Task directions:
Convert every line of the entries below into a JSON list of strings, one string per line, skipping blank lines. Leave out the pictures.

◆ ◆ ◆ ◆ ◆ ◆ ◆

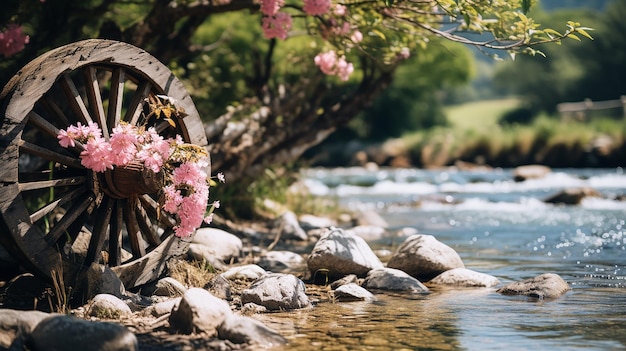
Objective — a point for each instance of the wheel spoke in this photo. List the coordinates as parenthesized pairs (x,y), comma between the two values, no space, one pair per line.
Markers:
(95,99)
(52,183)
(114,113)
(134,233)
(75,100)
(49,155)
(145,224)
(37,215)
(136,106)
(68,219)
(99,233)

◆ ◆ ◆ ◆ ◆ ◆ ◆

Answer for this exercise:
[
  "Objective — a point for each instance of the wheel spoke in this photo. List the coordinates as parenthesized pairs (x,y), comma between the two values, no space, one pair per line.",
  "Markers:",
  "(95,99)",
  "(52,183)",
  "(114,113)",
  "(134,233)",
  "(75,100)",
  "(49,155)",
  "(145,224)",
  "(37,215)",
  "(136,106)",
  "(68,219)",
  "(99,233)"
]